- Task goal: Copy out every line of the material from its first line through the line containing "189), (524, 189)]", both included, and add -135 to each x and y coordinate in the traced outlines.

- The records:
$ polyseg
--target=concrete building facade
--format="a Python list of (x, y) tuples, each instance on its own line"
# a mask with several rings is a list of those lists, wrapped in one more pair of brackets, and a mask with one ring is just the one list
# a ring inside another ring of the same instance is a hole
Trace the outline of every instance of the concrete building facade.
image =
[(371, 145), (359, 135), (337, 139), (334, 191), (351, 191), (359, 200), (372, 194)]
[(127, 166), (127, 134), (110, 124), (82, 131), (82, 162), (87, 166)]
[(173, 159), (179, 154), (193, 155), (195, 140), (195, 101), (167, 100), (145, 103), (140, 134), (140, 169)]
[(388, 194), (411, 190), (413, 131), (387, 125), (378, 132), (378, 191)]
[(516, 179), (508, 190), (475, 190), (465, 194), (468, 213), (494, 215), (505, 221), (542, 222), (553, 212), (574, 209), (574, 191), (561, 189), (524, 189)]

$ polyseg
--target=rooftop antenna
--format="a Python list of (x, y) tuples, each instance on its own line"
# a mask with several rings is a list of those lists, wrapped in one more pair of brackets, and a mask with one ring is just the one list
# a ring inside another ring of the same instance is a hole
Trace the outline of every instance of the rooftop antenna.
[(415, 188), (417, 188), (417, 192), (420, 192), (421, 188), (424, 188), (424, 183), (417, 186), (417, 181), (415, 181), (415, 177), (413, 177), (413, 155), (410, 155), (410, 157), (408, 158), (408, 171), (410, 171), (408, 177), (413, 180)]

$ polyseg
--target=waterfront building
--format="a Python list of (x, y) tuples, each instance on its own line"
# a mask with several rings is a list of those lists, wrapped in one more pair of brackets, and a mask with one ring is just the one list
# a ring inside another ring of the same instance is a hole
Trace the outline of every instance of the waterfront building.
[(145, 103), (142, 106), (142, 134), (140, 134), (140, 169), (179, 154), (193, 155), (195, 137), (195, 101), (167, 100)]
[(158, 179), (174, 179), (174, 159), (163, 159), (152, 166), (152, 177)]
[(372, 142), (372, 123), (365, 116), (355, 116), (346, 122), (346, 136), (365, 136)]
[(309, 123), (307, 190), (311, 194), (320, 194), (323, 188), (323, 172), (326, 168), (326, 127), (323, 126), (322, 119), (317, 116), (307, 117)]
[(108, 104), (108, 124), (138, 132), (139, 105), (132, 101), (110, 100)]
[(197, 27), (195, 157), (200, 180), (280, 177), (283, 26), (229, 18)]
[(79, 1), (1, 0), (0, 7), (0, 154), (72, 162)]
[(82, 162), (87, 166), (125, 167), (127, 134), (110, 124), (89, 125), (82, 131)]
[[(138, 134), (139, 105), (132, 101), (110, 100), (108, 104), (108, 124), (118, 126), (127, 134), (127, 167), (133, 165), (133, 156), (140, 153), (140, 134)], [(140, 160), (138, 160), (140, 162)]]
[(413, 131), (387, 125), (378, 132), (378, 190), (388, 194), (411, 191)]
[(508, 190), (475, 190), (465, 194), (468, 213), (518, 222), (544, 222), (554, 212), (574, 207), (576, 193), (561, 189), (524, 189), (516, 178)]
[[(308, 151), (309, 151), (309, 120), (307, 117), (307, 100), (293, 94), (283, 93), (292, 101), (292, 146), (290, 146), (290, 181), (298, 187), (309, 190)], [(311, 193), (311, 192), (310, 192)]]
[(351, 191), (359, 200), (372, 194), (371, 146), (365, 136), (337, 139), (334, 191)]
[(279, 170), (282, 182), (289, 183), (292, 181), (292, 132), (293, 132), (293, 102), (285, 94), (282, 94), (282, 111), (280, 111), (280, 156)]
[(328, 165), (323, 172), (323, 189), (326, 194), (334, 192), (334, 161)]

- Task response:
$ polyseg
--target=concrete building facade
--format="a Python list of (x, y) tuples, each instance on its own line"
# a mask with several rings is a list of those lists, wrapped in one more pair of brackets, and a mask with one ring is just the one list
# a ring inside another ring of the same instance is a hole
Trace the outline of every instance of the concrete building facade.
image =
[(236, 10), (224, 0), (202, 4), (199, 56), (216, 56), (224, 65), (237, 59)]
[(-8, 31), (-8, -1), (-25, -11), (-53, -4), (-53, 27), (-48, 31)]
[(38, 24), (44, 19), (58, 20), (60, 5), (60, -34), (32, -35), (10, -32), (5, -1), (5, 34)]
[(253, 59), (276, 55), (278, -4), (252, -10), (243, -3), (243, 56)]
[(381, 44), (373, 55), (340, 55), (330, 59), (333, 78), (359, 80), (370, 86), (407, 87), (418, 77), (439, 74), (439, 56), (426, 54), (389, 54)]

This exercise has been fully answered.